▸ Task goal
Convert every line of the records below into a Markdown table with two columns, "Row" for the row number and "Line" for the text of that line, and leave out any blank lines.

▸ Listing

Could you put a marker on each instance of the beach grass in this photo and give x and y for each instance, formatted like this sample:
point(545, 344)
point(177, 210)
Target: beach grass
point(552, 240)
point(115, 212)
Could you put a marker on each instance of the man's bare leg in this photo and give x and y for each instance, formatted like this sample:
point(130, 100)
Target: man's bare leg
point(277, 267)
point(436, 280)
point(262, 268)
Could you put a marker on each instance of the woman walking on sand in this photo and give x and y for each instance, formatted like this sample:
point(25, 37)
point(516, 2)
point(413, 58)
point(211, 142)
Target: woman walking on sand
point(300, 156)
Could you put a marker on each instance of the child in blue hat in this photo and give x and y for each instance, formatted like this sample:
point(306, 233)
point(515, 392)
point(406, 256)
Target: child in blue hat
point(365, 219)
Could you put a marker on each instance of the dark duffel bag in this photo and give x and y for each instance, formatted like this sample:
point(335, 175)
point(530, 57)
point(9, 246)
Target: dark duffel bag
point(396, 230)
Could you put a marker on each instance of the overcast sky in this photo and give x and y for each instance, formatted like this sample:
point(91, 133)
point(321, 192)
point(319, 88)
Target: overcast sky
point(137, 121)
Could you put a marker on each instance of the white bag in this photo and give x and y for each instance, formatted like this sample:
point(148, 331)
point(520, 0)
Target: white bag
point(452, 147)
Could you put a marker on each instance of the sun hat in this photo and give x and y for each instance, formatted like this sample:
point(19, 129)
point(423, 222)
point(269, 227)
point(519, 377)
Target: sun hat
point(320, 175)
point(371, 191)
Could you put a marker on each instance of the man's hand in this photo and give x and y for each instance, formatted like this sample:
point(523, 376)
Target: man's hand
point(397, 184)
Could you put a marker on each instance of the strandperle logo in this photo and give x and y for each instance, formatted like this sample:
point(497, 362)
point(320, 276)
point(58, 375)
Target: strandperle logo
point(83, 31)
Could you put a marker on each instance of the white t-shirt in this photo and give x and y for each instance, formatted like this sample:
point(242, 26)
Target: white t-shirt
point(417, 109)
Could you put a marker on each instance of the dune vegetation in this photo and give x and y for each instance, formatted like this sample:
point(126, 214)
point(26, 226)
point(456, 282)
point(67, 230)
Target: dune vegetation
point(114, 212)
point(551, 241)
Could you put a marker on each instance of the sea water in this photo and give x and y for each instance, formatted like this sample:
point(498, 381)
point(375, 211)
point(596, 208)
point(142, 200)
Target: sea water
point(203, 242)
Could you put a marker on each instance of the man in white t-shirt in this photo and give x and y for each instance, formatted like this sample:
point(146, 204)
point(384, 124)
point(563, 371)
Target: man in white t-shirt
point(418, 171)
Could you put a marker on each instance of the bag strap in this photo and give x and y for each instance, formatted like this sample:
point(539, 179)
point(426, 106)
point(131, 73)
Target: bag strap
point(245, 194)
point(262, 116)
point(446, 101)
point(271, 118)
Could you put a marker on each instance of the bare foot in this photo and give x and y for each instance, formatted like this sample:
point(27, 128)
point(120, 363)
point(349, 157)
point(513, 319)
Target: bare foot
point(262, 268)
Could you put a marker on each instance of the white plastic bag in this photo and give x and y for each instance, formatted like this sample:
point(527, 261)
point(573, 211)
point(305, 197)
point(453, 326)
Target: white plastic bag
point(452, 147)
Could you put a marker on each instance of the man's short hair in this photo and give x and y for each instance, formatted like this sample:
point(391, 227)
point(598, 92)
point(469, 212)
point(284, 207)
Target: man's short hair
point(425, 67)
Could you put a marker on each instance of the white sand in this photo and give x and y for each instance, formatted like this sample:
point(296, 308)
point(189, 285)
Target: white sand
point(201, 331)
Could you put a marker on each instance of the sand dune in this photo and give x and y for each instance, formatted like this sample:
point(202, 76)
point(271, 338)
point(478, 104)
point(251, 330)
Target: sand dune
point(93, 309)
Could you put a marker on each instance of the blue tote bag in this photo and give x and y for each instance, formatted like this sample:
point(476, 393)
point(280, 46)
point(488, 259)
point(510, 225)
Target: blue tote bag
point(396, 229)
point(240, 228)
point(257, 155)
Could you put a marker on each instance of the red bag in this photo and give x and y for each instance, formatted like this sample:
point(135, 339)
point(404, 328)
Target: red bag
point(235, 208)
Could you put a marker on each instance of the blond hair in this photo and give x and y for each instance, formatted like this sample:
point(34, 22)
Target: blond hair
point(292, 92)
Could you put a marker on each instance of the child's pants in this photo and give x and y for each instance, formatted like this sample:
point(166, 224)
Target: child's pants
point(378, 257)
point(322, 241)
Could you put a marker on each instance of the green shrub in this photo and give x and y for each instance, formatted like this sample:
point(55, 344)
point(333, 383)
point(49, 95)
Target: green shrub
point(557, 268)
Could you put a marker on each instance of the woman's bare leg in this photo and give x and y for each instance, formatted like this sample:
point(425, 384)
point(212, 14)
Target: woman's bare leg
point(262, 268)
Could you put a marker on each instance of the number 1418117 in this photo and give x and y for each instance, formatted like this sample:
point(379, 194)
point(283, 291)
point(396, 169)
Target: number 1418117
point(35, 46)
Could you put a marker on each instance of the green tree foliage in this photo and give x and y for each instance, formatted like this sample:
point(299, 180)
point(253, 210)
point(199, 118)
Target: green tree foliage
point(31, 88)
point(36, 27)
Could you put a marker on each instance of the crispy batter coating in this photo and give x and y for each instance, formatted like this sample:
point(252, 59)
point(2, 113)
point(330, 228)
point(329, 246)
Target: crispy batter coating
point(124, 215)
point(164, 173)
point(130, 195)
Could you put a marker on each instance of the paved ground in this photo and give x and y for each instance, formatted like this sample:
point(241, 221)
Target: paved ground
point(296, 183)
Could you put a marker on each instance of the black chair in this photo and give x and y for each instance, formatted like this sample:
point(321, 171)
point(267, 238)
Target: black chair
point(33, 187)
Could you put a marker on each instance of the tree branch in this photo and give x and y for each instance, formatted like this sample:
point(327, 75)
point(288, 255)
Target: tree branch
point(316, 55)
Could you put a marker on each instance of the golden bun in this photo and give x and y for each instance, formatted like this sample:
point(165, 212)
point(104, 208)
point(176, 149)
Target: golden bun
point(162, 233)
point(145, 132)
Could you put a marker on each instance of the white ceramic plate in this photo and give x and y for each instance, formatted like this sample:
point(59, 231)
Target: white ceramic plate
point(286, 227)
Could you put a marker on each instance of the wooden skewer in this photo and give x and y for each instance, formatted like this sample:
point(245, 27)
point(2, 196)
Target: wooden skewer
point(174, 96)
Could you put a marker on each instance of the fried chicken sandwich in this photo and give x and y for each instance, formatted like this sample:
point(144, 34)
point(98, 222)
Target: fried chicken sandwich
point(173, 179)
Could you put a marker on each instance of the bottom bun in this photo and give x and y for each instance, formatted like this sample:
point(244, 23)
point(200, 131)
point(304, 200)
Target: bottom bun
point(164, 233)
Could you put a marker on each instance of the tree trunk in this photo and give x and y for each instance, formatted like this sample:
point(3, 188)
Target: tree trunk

▸ Task response
| Row | Line |
|---|---|
| 1 | Could you put a marker on each instance of the beach grass in this photo and give x and y for each instance, formatted like this sample: |
| 2 | point(545, 344) |
| 3 | point(177, 210) |
| 4 | Target: beach grass |
| 5 | point(552, 240) |
| 6 | point(115, 212) |
| 7 | Could you put a marker on each instance of the man's bare leg in this photo and give x and y for each instance, formatted like this sample: |
| 8 | point(130, 100) |
| 9 | Target: man's bare leg |
| 10 | point(277, 267) |
| 11 | point(436, 280) |
| 12 | point(262, 268) |
| 13 | Could you put a marker on each instance of the woman walking on sand in this photo and give x and y for each instance, formatted like this sample: |
| 14 | point(25, 37) |
| 15 | point(516, 2) |
| 16 | point(413, 58) |
| 17 | point(211, 142) |
| 18 | Target: woman walking on sand |
| 19 | point(300, 156) |
| 20 | Could you put a marker on each instance of the child in blue hat in this photo and give x and y for each instance, formatted like this sample: |
| 21 | point(306, 233) |
| 22 | point(515, 392) |
| 23 | point(406, 256) |
| 24 | Target: child in blue hat |
| 25 | point(365, 219) |
| 26 | Could you put a marker on each instance of the dark duffel bag in this photo and give x and y for each instance, formatted like this sample: |
| 27 | point(335, 175) |
| 28 | point(530, 57) |
| 29 | point(9, 246) |
| 30 | Target: dark duffel bag |
| 31 | point(396, 230) |
| 32 | Could you put a marker on each instance of the overcast sky in this photo and give x and y for each instance, formatted like this sample: |
| 33 | point(91, 133) |
| 34 | point(321, 192) |
| 35 | point(319, 88) |
| 36 | Target: overcast sky |
| 37 | point(137, 121) |
| 38 | Could you put a marker on each instance of the white bag in this photo and give x and y for each instance, formatted like this sample: |
| 39 | point(148, 331) |
| 40 | point(520, 0) |
| 41 | Target: white bag |
| 42 | point(452, 147) |
| 43 | Could you put a marker on each instance of the sun hat in this photo and give x and y for each instance, formatted like this sample: |
| 44 | point(19, 129) |
| 45 | point(423, 222) |
| 46 | point(269, 227) |
| 47 | point(519, 377) |
| 48 | Target: sun hat |
| 49 | point(320, 175) |
| 50 | point(371, 191) |
| 51 | Could you put a marker on each instance of the man's hand in this photo and give x and y for each instance, formatted like this sample: |
| 52 | point(523, 376) |
| 53 | Target: man's hand |
| 54 | point(397, 184) |
| 55 | Could you put a marker on each instance of the strandperle logo in this photo and give x and y for each instance, formatted like this sample: |
| 56 | point(497, 362) |
| 57 | point(320, 276) |
| 58 | point(58, 375) |
| 59 | Target: strandperle logo |
| 60 | point(83, 31) |
| 61 | Could you put a marker on each instance of the white t-shirt in this photo and give x and y for each instance, formatted like this sample: |
| 62 | point(242, 26) |
| 63 | Target: white t-shirt |
| 64 | point(417, 109) |
| 65 | Could you put a marker on each instance of the dune vegetation in this photo and give x and y for each instance, formatted like this sample: |
| 66 | point(126, 214) |
| 67 | point(26, 226) |
| 68 | point(456, 282) |
| 69 | point(67, 230) |
| 70 | Target: dune vegetation |
| 71 | point(114, 212) |
| 72 | point(551, 241) |
| 73 | Could you put a marker on each instance of the sea water in this photo and give x and y for each instance, formatted like this sample: |
| 74 | point(498, 381) |
| 75 | point(375, 211) |
| 76 | point(596, 208) |
| 77 | point(142, 200) |
| 78 | Target: sea water |
| 79 | point(203, 242) |
| 80 | Could you put a marker on each instance of the man in white t-shirt in this photo and give x and y for each instance, formatted like this sample: |
| 81 | point(146, 204) |
| 82 | point(384, 124) |
| 83 | point(563, 371) |
| 84 | Target: man in white t-shirt |
| 85 | point(418, 171) |
| 86 | Could you put a marker on each instance of the bag strap in this photo and give x and y for each instance, formatted like this sample: |
| 87 | point(539, 179) |
| 88 | point(426, 106) |
| 89 | point(131, 73) |
| 90 | Target: bag strap |
| 91 | point(245, 194) |
| 92 | point(262, 116) |
| 93 | point(446, 101) |
| 94 | point(271, 118) |
| 95 | Could you put a marker on each instance of the bare foot in this photo and give x and y for each instance, formatted like this sample: |
| 96 | point(27, 128) |
| 97 | point(120, 363) |
| 98 | point(349, 157) |
| 99 | point(513, 319) |
| 100 | Target: bare foot |
| 101 | point(262, 268) |
| 102 | Could you put a marker on each instance of the white plastic bag in this photo and give x and y for each instance, formatted like this sample: |
| 103 | point(527, 261) |
| 104 | point(573, 211) |
| 105 | point(305, 197) |
| 106 | point(453, 326) |
| 107 | Target: white plastic bag |
| 108 | point(452, 147) |
| 109 | Could you put a marker on each instance of the man's short hair in this photo and give x and y for each instance, formatted like this sample: |
| 110 | point(391, 227) |
| 111 | point(598, 92) |
| 112 | point(469, 212) |
| 113 | point(284, 207) |
| 114 | Target: man's short hair |
| 115 | point(425, 67) |
| 116 | Could you put a marker on each instance of the white sand in this photo and give x and y for each instance, formatted like this sample: |
| 117 | point(296, 308) |
| 118 | point(189, 285) |
| 119 | Target: white sand |
| 120 | point(201, 331) |
| 121 | Could you put a marker on each instance of the sand dune in this photo and give x and y for each instance, formatted like this sample: |
| 122 | point(202, 76) |
| 123 | point(271, 338) |
| 124 | point(478, 104) |
| 125 | point(251, 330) |
| 126 | Target: sand dune |
| 127 | point(93, 309) |
| 128 | Could you put a marker on each instance of the blue tote bag in this photo and give x and y for each instance, formatted like this sample: |
| 129 | point(476, 393) |
| 130 | point(280, 46) |
| 131 | point(488, 259) |
| 132 | point(510, 225) |
| 133 | Target: blue tote bag |
| 134 | point(396, 229) |
| 135 | point(240, 228) |
| 136 | point(257, 155) |
| 137 | Could you put a marker on each instance of the red bag in this photo and give x and y for each instance, formatted like this sample: |
| 138 | point(135, 339) |
| 139 | point(404, 328) |
| 140 | Target: red bag |
| 141 | point(235, 208) |
| 142 | Could you put a marker on each instance of the blond hair in this photo and give x and y for each instance, formatted like this sample: |
| 143 | point(34, 22) |
| 144 | Target: blond hair |
| 145 | point(292, 92) |
| 146 | Could you put a marker on each instance of the child's pants in this photo and give x and y for each instance, formatted like this sample: |
| 147 | point(166, 224) |
| 148 | Target: child's pants |
| 149 | point(378, 257) |
| 150 | point(322, 241) |
| 151 | Could you put a marker on each instance of the green shrub in this photo and give x and y for each instance, formatted like this sample: |
| 152 | point(55, 344) |
| 153 | point(333, 383) |
| 154 | point(49, 95) |
| 155 | Target: green shrub |
| 156 | point(557, 268) |
| 157 | Could you put a marker on each instance of the woman's bare leg in this photo and give x and y for each instance, formatted like this sample: |
| 158 | point(425, 384) |
| 159 | point(212, 14) |
| 160 | Target: woman's bare leg |
| 161 | point(262, 268) |
| 162 | Could you put a marker on each instance of the number 1418117 in this photo and give x and y for each instance, formatted like this sample: |
| 163 | point(379, 194) |
| 164 | point(283, 291) |
| 165 | point(396, 169) |
| 166 | Target: number 1418117 |
| 167 | point(35, 46) |
| 168 | Could you put a marker on each instance of the green tree foliage in this photo and give x and y for each instance, formatted like this sample: |
| 169 | point(299, 180) |
| 170 | point(253, 210) |
| 171 | point(199, 118) |
| 172 | Target: green tree foliage |
| 173 | point(31, 88) |
| 174 | point(36, 27) |
| 175 | Could you put a marker on each instance of the crispy batter coating in this photo and give x and y for each instance, formatted like this sample: |
| 176 | point(252, 59) |
| 177 | point(2, 113) |
| 178 | point(330, 228) |
| 179 | point(329, 246) |
| 180 | Target: crispy batter coating |
| 181 | point(124, 215) |
| 182 | point(164, 173) |
| 183 | point(130, 195) |
| 184 | Could you put a marker on each instance of the paved ground in this photo and give x and y for each instance, formatted like this sample: |
| 185 | point(241, 221) |
| 186 | Target: paved ground |
| 187 | point(296, 183) |
| 188 | Could you put a marker on each instance of the black chair in this photo and give x and y for each instance, formatted like this sample: |
| 189 | point(321, 171) |
| 190 | point(267, 238) |
| 191 | Target: black chair |
| 192 | point(33, 187) |
| 193 | Could you put a marker on each instance of the tree branch in this photo and give x and y for each instance, formatted like this sample: |
| 194 | point(327, 75) |
| 195 | point(288, 255) |
| 196 | Target: tree branch |
| 197 | point(316, 55) |
| 198 | Could you put a marker on each instance of the golden bun in this photo and give x and y for each instance, formatted like this sample: |
| 199 | point(165, 212) |
| 200 | point(104, 208) |
| 201 | point(176, 149) |
| 202 | Target: golden bun |
| 203 | point(162, 233) |
| 204 | point(145, 132) |
| 205 | Could you put a marker on each instance of the white ceramic plate in this photo and give x and y for each instance, formatted like this sample: |
| 206 | point(59, 231) |
| 207 | Target: white ceramic plate |
| 208 | point(286, 227) |
| 209 | Could you put a marker on each instance of the wooden skewer in this photo and give x and y for each instance, formatted like this sample: |
| 210 | point(245, 27) |
| 211 | point(2, 196) |
| 212 | Target: wooden skewer |
| 213 | point(174, 96) |
| 214 | Could you put a marker on each instance of the fried chicken sandwich in this photo and give x and y for each instance, formatted like this sample: |
| 215 | point(144, 34) |
| 216 | point(98, 222) |
| 217 | Target: fried chicken sandwich |
| 218 | point(173, 179) |
| 219 | Could you put a marker on each instance of the bottom bun in this photo and give x and y for each instance, formatted like this sample: |
| 220 | point(244, 23) |
| 221 | point(200, 131) |
| 222 | point(304, 200) |
| 223 | Target: bottom bun |
| 224 | point(164, 233) |
| 225 | Could you put a marker on each instance of the tree trunk in this photo and give x and y for each instance, formatted like this sample: |
| 226 | point(3, 188) |
| 227 | Target: tree trunk |